Required work. Only the lines from the one containing "of the 'gate" through the final line of the material below should be output, exactly as they stand.

== Input material ==

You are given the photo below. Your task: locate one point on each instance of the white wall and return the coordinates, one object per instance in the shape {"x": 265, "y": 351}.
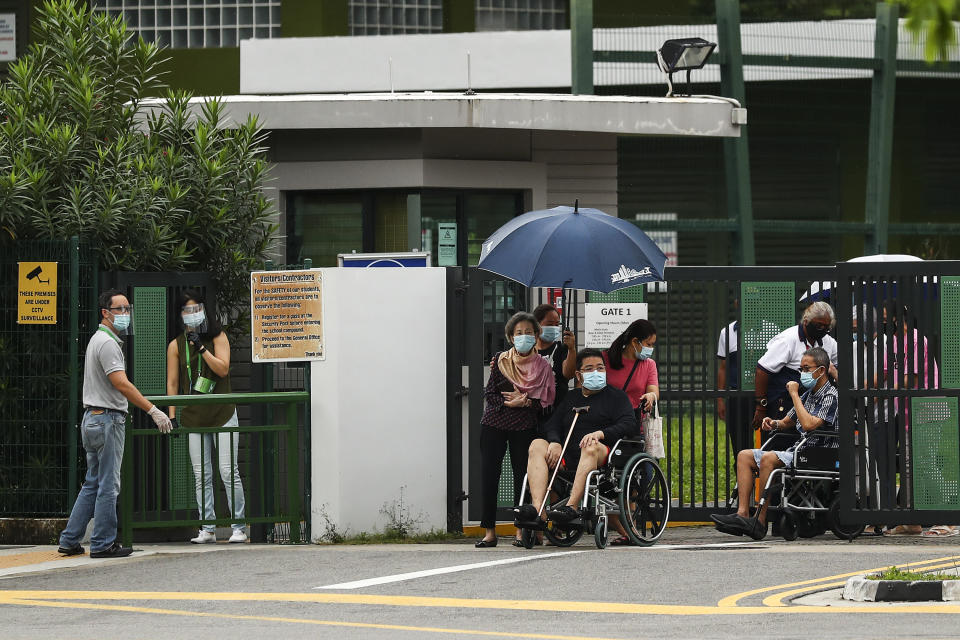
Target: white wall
{"x": 433, "y": 62}
{"x": 378, "y": 405}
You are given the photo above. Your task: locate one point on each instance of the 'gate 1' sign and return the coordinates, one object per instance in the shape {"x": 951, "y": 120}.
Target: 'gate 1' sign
{"x": 37, "y": 293}
{"x": 286, "y": 315}
{"x": 604, "y": 321}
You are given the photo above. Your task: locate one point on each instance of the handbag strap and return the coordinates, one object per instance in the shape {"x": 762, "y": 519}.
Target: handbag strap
{"x": 636, "y": 363}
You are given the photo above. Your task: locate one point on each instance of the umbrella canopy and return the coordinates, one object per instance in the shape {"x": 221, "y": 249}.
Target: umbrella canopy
{"x": 573, "y": 248}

===

Solution for this task.
You are given the photo above. Your task: locate one point on each instance of the 'gate 1' sign and return the coordinates, one object per instance in the shape {"x": 951, "y": 120}.
Target: 'gate 1' sign
{"x": 37, "y": 293}
{"x": 286, "y": 315}
{"x": 604, "y": 321}
You are given the photo above. Your task: locate one point on each instance of the handbag strap and return the coordinates, one object per instance in the shape {"x": 762, "y": 519}.
Target: handbag strap
{"x": 636, "y": 363}
You are given the photo above. Your task: locate one point on each instance of the umbrella canopy and return the coordinates, one object per instance in the shape {"x": 221, "y": 249}.
Target: umbrella canopy
{"x": 573, "y": 248}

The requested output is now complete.